§ **Provided text**:

Hi guys! Here's my mapred-site.xml
I've tweaked a few properties but still it's taking about 8-10mins to
process 4GB of data. Thought maybe you guys could find something you'd
comment on.
Thanks!
Pony

*<?xml version="1.0"?>*
*<?xml-stylesheet type="text/xsl" href="configuration.xsl"?>*
*
*
*<configuration>*
*  <property>*
*    <name>mapred.job.tracker</name>*
*    <value>name-node:54311</value>*
*  </property>*
*  <property>*
*    <name>mapred.tasktracker.map.tasks.maximum</name>*
*    <value>1</value>*
*  </property>*
*  <property>*
*    <name>mapred.tasktracker.reduce.tasks.maximum</name>*
*    <value>1</value>*
*  </property>*
*  <property>*
*    <name>mapred.compress.map.output</name>*
*    <value>true</value>*
*  </property>*
*  <property>*
*    <name>mapred.map.output.compression.codec</name>*
*    <value>org.apache.hadoop.io.compress.GzipCodec</value>*
*  </property>*
*  <property>*
*    <name>mapred.child.java.opts</name>*
*    <value>-Xmx400m</value>*
*  </property>*
*  <property>*
*    <name>map.sort.class</name>*
*    <value>org.apache.hadoop.util.HeapSort</value>*
*  </property>*
*  <property>*
*    <name>mapred.reduce.slowstart.completed.maps</name>*
*    <value>0.85</value>*
*  </property>*
*  <property>*
*    <name>mapred.map.tasks.speculative.execution</name>*
*    <value>false</value>*
*  </property>*
*  <property>*
*    <name>mapred.reduce.tasks.speculative.execution</name>*
*    <value>false</value>*
*  </property>*
*</configuration>*

On Fri, Jul 8, 2011 at 4:21 PM, Bharath Mundlapudi <[email protected]>wrote:

> Slow start is an important parameter. Definitely impacts job runtime. My
> experience in the past has been that, setting this parameter to too low or
> setting to too high can have issues with job latencies. If you are trying to
> run same job then its easy to set right value but if your cluster is
> multi-tenancy then getting this to right requires some benchmarking of
> different workloads concurrently.
>
> But you case is interesting, you are running on a single core(How many
> disks per node?). So setting to higher side of the spectrum as suggested by
> Joey makes sense.

§ **Tasks**:
a - Retype the part of the Hadoop configuration thread starting at "On Fri, Jul" and ending at "Joey makes sense.".
b - Answer these questions using the Hadoop configuration thread:
(i) How long is the job taking to process 4GB of data?
(ii) What value is set for mapred.child.java.opts?
(iii) According to the reply, who suggested setting slow start to the higher side of the spectrum?

§ **Given data**:
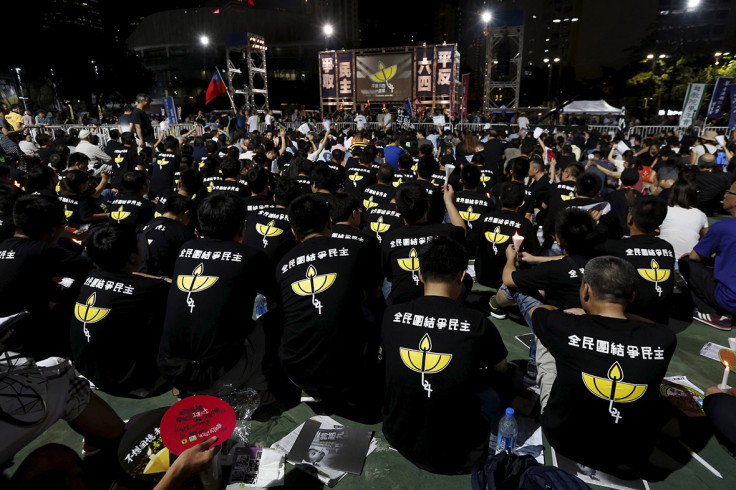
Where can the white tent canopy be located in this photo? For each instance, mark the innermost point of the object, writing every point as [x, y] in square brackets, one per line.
[590, 107]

§ **Results for the exercise**:
a -
On Fri, Jul 8, 2011 at 4:21 PM, Bharath Mundlapudi <[email protected]>wrote:

> Slow start is an important parameter. Definitely impacts job runtime. My
> experience in the past has been that, setting this parameter to too low or
> setting to too high can have issues with job latencies. If you are trying to
> run same job then its easy to set right value but if your cluster is
> multi-tenancy then getting this to right requires some benchmarking of
> different workloads concurrently.
>
> But you case is interesting, you are running on a single core(How many
> disks per node?). So setting to higher side of the spectrum as suggested by
> Joey makes sense.

b -
(i) About 8-10 minutes.
(ii) -Xmx400m.
(iii) Joey.